Exercise 1:
Answer these from the meeting minutes, one line each:
(a) What is Stephen Warren's title?
(b) Which vaccine was said to be in extremely short supply?
(c) How many outstanding questions were there from the previous meeting?
Exercise 2:
Repeat everything in the meeting minutes from "The Board COMMENTED" down to "with commissioning drugs.".
Exercise 3:
Decide whether each statement agrees with the meeting minutes. Answer yes or no, and quote the words that settle it.
(a) The PNA deals with commissioning drugs.
(b) Oxygen supply was taken from community pharmacies without notice.
(c) The Board resolved to approve three further supplementary statements.

Supplied text:
- Opening Delimiter -

A presentation was given by Stephen Warren (Director of Commissioning, CCG) and Brenda Scanlan, Director of Adult Care Commissioning)

  • Integrated commissioning unit being developed.
  • Following Winterbourne Report, clear plan in Croydon to ensure people with learning disability are planned for and services needed are provided.


The following issues were raised:

  • Improved capacity in Psychological Therapies - are we involving the charity sector how?

 

Stephen Warren: We commission services from the voluntary sector. We have major challenges ahead.

 

  • The walk-in centre offers a fantastic service and welcoming atmosphere. Orthopedics - new consultant to be appointed but there are some failures to diagnose, so the processes need to be looked at.

 

Brenda Scanlan: We are recommissioning to get the right services in the right place and make them more welcoming. People have different needs.

 

  • It is an impossible task. There is insufficient funding. The report is light on harnessing the population's goodwill to take better care of themselves. We should be more aggressive to make people realise the lack of funding in future. Medicine mismanagement impacts on services - people need to manage long term conditions better.

 

Cllr Margaret Mead: People need to be supported.
Paula Swann: We are redesigning care pathways. Each of the redesigns includes prevention, self management, peer-support where appropriate, and shared decision making. 

  • To make a difference, we need to start now on self-care. Use technology - apps - to get better outcomes.
  • There is enormous pressure - challenge in recommissioning - changes in demands for mental health. As we transform, significant support is needed. 

 

The Board COMMENTED on the alignment of the Council and CCG 2014-15 health and social care commissioning intentions to the joint health and wellbeing strategy priorities for action.

A69/13 PHARMACEUTICAL NEEDS ASSESSMENT

Kate Woollcombe (Deputy Director of Public Health) gave a summary of the report.


The PNA is about provision of pharmacies not with commissioning drugs.
 

The following issues were raised:

  • Shingles vaccine is in extremely short supply
  • Oxygen - the supply of this was stripped from community pharmacies 5 years ago with no notice - since 1948 pharmacies had supplied to patients. It was farmed out to national contractors and the cost has soared

 

The Board RESOLVED to:

  • Agree to the publication of the current PNA (Appendices NHS PNA 2011 on the council website)
  • For the reasons detailed in paragraph 3.6, agree that the three supplementary statements (PNA2011_3,4 & 5) to this report be published alongside the current PNA on the council website
  • Approve the two further supplementary statements (PNA2011_1 and PNA2011_2) as set out at 3.7 in the report.
     
A70/13 PUBLIC QUESTIONS

There were two outstanding questions from the previous meeting:

 

Peter Howard: As someone who was Chair for 5 years of the Statutory PPI Forum responsible for Mayday, under Helen Whalley & Vanessa Wood, we did numerous unnanounced visits,and reported on the web what we observed. Something the LINK/Shadow Healthwatch did not. Despital what John Goulston said yesterday, Croydon University Hospital (CUH) is still getting very bad reports from the Care Quality Commission (CQC) & is low on the list of good Hospitals. This is appalling &, in my opinion, reflects the various managements over the past few years.

- Closing Delimiter -

Data:
- Opening Delimiter -

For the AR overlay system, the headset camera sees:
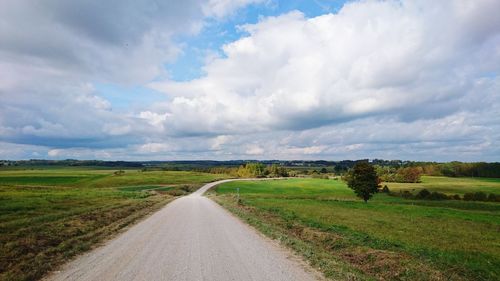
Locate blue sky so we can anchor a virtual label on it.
[0,0,500,161]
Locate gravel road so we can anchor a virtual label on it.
[46,180,320,281]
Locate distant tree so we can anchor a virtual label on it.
[345,162,380,203]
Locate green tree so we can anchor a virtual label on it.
[345,162,380,203]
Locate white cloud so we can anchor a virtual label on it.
[245,144,265,155]
[0,0,500,160]
[203,0,264,18]
[154,0,500,134]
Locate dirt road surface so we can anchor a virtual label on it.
[46,181,320,281]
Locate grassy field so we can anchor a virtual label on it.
[0,167,229,280]
[383,176,500,195]
[215,177,500,280]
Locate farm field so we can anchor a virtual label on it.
[214,177,500,280]
[382,176,500,195]
[0,167,229,280]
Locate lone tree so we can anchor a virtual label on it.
[345,162,379,203]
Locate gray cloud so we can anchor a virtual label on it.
[0,0,500,160]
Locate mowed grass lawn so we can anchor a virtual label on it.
[0,167,225,280]
[383,176,500,195]
[216,177,500,280]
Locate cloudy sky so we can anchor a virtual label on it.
[0,0,500,161]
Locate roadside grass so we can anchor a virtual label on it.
[215,178,500,280]
[0,168,229,280]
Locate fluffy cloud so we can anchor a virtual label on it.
[0,0,500,160]
[152,0,500,134]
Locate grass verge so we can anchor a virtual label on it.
[215,179,500,280]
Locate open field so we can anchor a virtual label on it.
[0,168,229,280]
[383,176,500,195]
[215,177,500,280]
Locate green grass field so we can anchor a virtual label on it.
[0,167,225,280]
[216,177,500,280]
[383,176,500,195]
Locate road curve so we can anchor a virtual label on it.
[45,180,320,281]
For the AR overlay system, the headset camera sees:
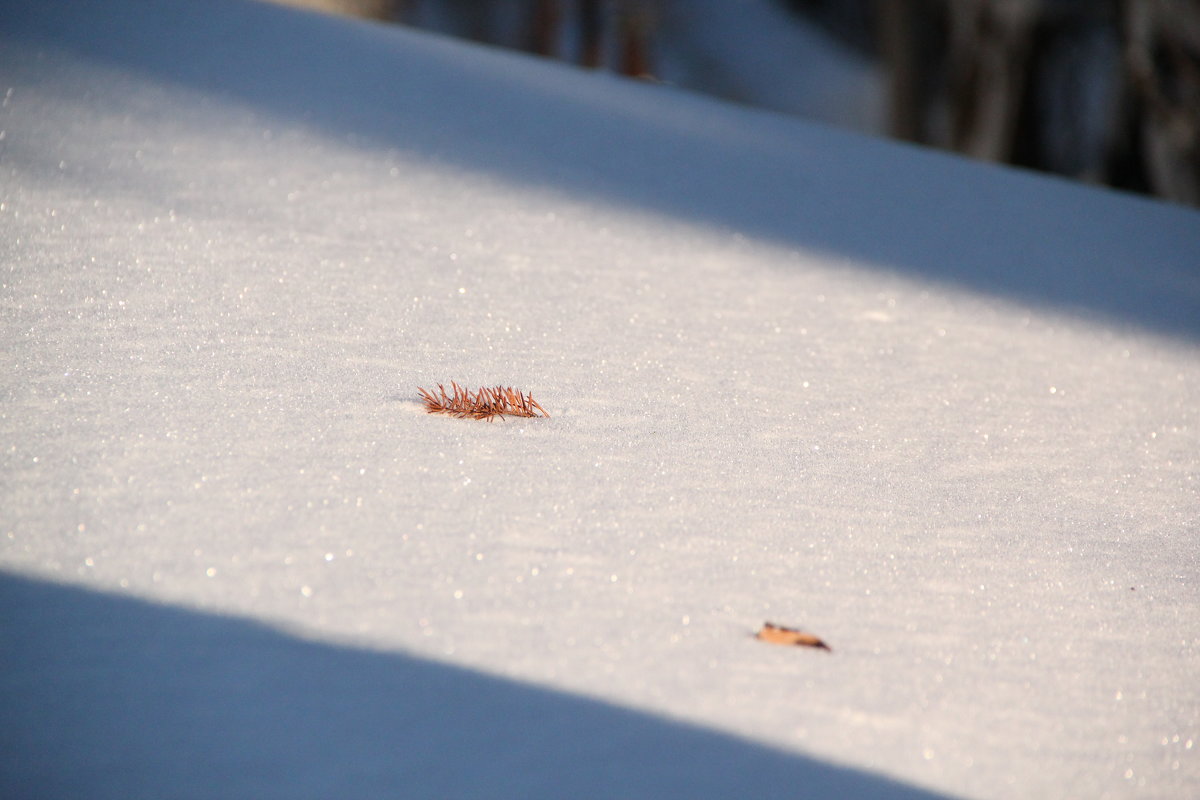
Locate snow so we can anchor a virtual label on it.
[0,0,1200,798]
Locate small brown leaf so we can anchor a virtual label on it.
[755,622,833,652]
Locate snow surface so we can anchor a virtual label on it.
[0,0,1200,798]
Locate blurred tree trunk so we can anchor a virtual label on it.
[1123,0,1200,205]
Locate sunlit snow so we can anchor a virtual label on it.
[0,0,1200,799]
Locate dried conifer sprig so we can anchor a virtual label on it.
[416,380,550,422]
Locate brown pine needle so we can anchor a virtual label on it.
[416,380,550,422]
[755,622,833,651]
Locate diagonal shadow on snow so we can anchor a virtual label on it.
[0,572,942,800]
[0,0,1200,339]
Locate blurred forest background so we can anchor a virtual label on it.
[276,0,1200,206]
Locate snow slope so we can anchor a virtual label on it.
[0,0,1200,798]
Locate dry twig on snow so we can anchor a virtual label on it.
[416,380,550,422]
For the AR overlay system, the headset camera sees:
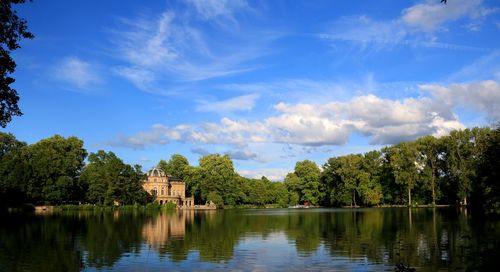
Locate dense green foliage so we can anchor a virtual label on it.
[0,128,500,213]
[0,0,33,127]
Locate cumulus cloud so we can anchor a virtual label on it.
[401,0,492,31]
[104,80,500,151]
[224,149,259,161]
[54,57,101,90]
[196,94,259,112]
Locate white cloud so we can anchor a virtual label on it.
[196,94,259,112]
[187,0,247,20]
[321,16,407,46]
[448,49,500,82]
[111,6,273,94]
[401,0,490,32]
[54,57,101,90]
[420,80,500,121]
[225,148,259,161]
[107,81,500,151]
[320,0,498,50]
[238,168,291,181]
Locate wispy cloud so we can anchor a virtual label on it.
[54,57,102,91]
[99,80,500,153]
[196,94,259,113]
[319,0,498,50]
[112,1,272,94]
[186,0,248,21]
[420,80,500,122]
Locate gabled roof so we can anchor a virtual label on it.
[146,167,167,177]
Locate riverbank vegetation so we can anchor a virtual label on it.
[0,127,500,214]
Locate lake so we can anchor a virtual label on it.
[0,208,500,271]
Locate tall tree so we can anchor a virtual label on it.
[27,135,87,203]
[81,150,146,205]
[415,135,442,205]
[0,132,29,205]
[0,0,33,127]
[474,124,500,215]
[390,142,421,206]
[295,160,323,205]
[192,154,240,205]
[158,154,189,179]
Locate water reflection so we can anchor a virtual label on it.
[0,208,500,271]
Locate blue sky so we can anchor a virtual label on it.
[2,0,500,180]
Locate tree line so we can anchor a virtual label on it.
[0,127,500,213]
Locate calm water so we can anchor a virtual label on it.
[0,208,500,271]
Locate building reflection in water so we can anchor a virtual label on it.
[142,210,194,249]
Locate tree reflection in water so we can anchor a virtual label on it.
[0,208,500,271]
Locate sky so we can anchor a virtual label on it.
[1,0,500,180]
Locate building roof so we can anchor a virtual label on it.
[168,176,183,182]
[146,167,167,177]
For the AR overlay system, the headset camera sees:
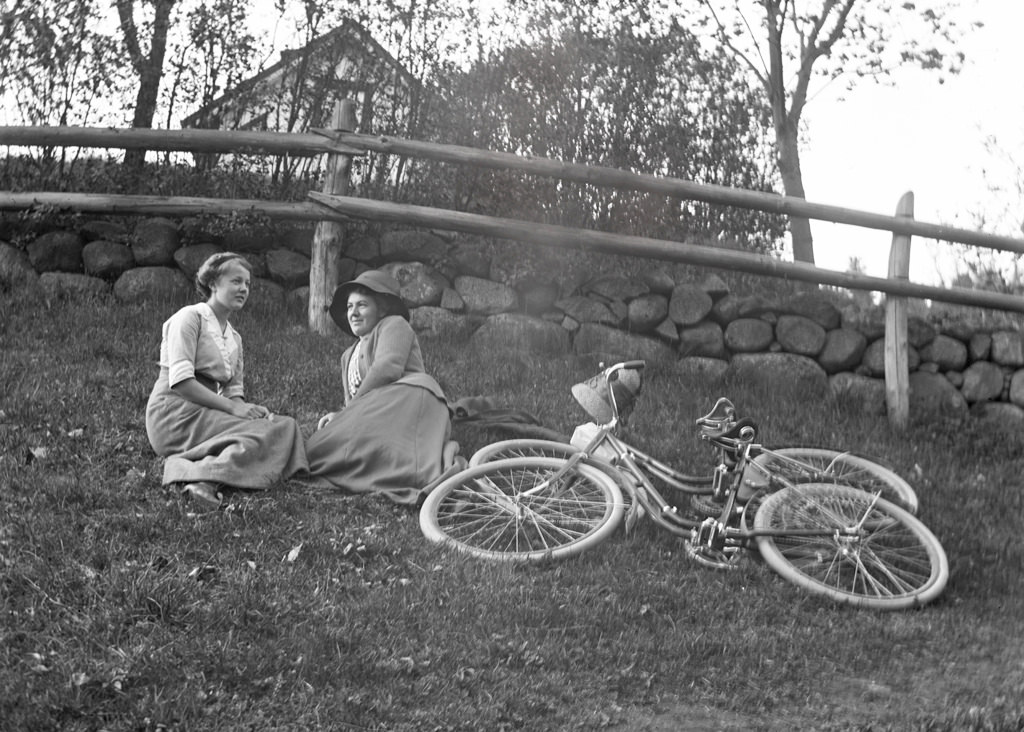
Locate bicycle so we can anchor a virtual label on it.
[420,361,949,610]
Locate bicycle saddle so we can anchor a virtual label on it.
[697,396,736,434]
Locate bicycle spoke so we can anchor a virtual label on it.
[755,484,948,609]
[421,457,623,558]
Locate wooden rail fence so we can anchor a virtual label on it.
[0,107,1024,428]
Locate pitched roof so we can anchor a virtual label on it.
[181,18,420,127]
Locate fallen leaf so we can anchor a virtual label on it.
[285,544,302,562]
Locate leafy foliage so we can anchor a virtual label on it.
[415,6,782,251]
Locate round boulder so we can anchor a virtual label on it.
[28,231,82,273]
[114,267,193,303]
[82,239,135,279]
[725,317,775,353]
[131,217,180,267]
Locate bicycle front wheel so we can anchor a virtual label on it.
[752,447,918,514]
[420,458,623,562]
[754,483,949,610]
[469,439,580,468]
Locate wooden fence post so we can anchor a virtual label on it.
[886,191,913,430]
[309,99,355,336]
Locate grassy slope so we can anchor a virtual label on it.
[0,293,1024,730]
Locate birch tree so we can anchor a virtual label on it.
[698,0,968,263]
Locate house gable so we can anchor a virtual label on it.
[181,19,420,132]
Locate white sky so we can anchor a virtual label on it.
[801,0,1024,285]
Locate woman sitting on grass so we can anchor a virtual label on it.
[306,270,452,505]
[145,252,307,509]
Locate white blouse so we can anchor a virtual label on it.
[160,302,244,398]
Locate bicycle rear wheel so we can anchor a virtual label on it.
[420,458,623,562]
[754,483,949,610]
[469,439,580,468]
[744,447,918,514]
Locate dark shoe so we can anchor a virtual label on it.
[181,480,224,511]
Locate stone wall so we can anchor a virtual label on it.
[0,218,1024,426]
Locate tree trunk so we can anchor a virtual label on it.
[117,0,177,168]
[775,123,814,264]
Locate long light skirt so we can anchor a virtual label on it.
[304,384,452,504]
[145,386,308,489]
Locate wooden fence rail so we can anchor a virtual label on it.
[0,121,1024,429]
[0,126,1024,254]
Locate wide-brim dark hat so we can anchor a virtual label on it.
[329,269,409,336]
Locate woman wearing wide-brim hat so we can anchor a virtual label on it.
[306,269,452,504]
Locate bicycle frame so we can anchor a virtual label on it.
[561,361,880,566]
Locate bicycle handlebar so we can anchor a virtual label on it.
[602,358,647,379]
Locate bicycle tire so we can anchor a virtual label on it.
[754,483,949,610]
[420,457,624,562]
[748,447,919,514]
[469,438,581,468]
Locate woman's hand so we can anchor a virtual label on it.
[231,400,273,420]
[316,412,338,430]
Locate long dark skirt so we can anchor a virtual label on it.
[304,384,452,504]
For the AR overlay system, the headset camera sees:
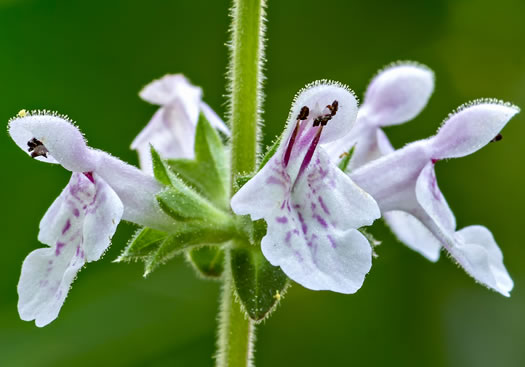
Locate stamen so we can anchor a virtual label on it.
[314,101,339,126]
[292,126,323,191]
[27,138,49,158]
[297,106,310,120]
[284,106,310,167]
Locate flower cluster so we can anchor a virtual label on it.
[9,63,519,326]
[231,63,519,296]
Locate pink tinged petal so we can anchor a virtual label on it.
[17,247,85,327]
[430,100,520,159]
[283,81,357,144]
[383,211,441,262]
[9,112,98,172]
[261,227,372,294]
[200,102,230,136]
[96,151,174,231]
[84,174,124,262]
[449,226,514,297]
[230,154,292,220]
[18,173,123,326]
[416,162,456,232]
[131,108,195,175]
[350,140,431,213]
[139,74,202,107]
[360,63,434,126]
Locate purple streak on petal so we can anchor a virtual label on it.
[284,231,292,246]
[84,172,95,183]
[326,234,337,248]
[266,176,286,186]
[314,214,328,228]
[317,196,330,215]
[283,122,299,167]
[55,242,66,256]
[292,126,323,190]
[297,212,308,234]
[62,219,71,235]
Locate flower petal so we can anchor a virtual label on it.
[38,173,124,261]
[9,111,97,172]
[416,162,456,232]
[82,174,124,262]
[131,106,195,175]
[430,100,520,159]
[383,211,441,262]
[18,173,123,326]
[283,80,357,144]
[244,149,380,293]
[139,74,202,107]
[360,62,434,126]
[18,246,85,327]
[261,227,372,294]
[449,226,514,297]
[96,151,174,232]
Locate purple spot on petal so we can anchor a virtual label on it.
[297,212,308,234]
[284,231,292,245]
[62,219,71,234]
[55,242,66,256]
[317,196,330,215]
[266,176,286,186]
[84,172,95,183]
[314,214,328,228]
[326,234,337,248]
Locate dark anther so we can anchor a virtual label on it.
[27,138,49,158]
[314,101,339,126]
[297,106,310,120]
[490,134,503,143]
[326,101,339,116]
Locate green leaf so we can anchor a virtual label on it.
[339,145,355,172]
[150,144,171,185]
[187,246,225,279]
[230,246,288,321]
[116,227,168,262]
[145,223,231,275]
[168,114,230,210]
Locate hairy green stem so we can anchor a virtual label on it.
[216,0,266,367]
[216,262,255,367]
[229,0,266,184]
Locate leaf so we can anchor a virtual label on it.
[145,223,231,275]
[168,114,230,210]
[116,227,168,262]
[187,246,225,279]
[230,246,288,321]
[150,144,171,186]
[257,135,282,171]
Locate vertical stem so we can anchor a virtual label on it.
[229,0,266,184]
[217,0,266,367]
[216,264,255,367]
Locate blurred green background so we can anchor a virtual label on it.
[0,0,525,367]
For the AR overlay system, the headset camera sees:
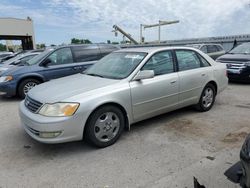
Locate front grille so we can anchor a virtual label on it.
[26,126,40,136]
[24,95,43,113]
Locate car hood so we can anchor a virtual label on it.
[217,54,250,62]
[28,74,120,103]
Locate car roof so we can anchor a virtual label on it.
[115,46,199,53]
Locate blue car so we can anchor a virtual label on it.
[0,44,119,98]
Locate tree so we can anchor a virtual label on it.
[71,38,92,44]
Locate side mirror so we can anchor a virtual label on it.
[133,70,155,81]
[11,60,22,65]
[42,58,51,67]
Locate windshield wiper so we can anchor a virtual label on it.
[86,73,103,78]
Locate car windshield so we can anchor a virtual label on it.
[26,49,53,65]
[229,43,250,54]
[85,52,147,79]
[3,55,22,65]
[186,44,201,49]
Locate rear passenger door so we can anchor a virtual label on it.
[175,50,212,106]
[71,44,101,72]
[42,47,78,80]
[130,51,179,121]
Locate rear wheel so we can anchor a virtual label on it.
[18,78,40,98]
[85,106,125,148]
[196,84,216,112]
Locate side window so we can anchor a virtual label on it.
[176,50,201,71]
[201,46,207,53]
[72,45,101,62]
[47,48,73,65]
[20,54,36,62]
[207,45,218,53]
[216,45,223,51]
[142,51,174,75]
[198,54,211,67]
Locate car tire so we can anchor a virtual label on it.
[84,105,125,148]
[18,78,41,98]
[195,83,216,112]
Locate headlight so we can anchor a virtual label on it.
[0,76,13,83]
[39,103,80,117]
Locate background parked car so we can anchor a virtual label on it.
[216,43,250,83]
[0,52,40,74]
[0,44,119,98]
[20,47,228,147]
[187,44,225,60]
[0,52,13,62]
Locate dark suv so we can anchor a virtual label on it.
[216,43,250,83]
[0,44,119,98]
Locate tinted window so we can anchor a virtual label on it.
[72,45,101,62]
[207,45,218,53]
[85,52,147,79]
[176,50,200,71]
[198,54,211,67]
[201,46,207,53]
[47,48,73,65]
[230,43,250,54]
[142,51,174,75]
[20,54,37,62]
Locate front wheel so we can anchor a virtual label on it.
[196,84,216,112]
[18,79,40,98]
[85,106,125,148]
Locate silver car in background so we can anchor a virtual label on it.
[20,47,228,147]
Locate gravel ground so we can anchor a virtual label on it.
[0,84,250,188]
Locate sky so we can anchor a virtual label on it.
[0,0,250,45]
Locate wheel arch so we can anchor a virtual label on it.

- Closing Delimiter -

Output 1:
(a) Director of Commissioning, CCG
(b) Shingles vaccine
(c) Two

Output 2:
The Board COMMENTED on the alignment of the Council and CCG 2014-15 health and social care commissioning intentions to the joint health and wellbeing strategy priorities for action.

A69/13 PHARMACEUTICAL NEEDS ASSESSMENT

Kate Woollcombe (Deputy Director of Public Health) gave a summary of the report.


The PNA is about provision of pharmacies not with commissioning drugs.

Output 3:
(a) No: "The PNA is about provision of pharmacies not with commissioning drugs."
(b) Yes: "the supply of this was stripped from community pharmacies 5 years ago with no notice"
(c) No: "Approve the two further supplementary statements"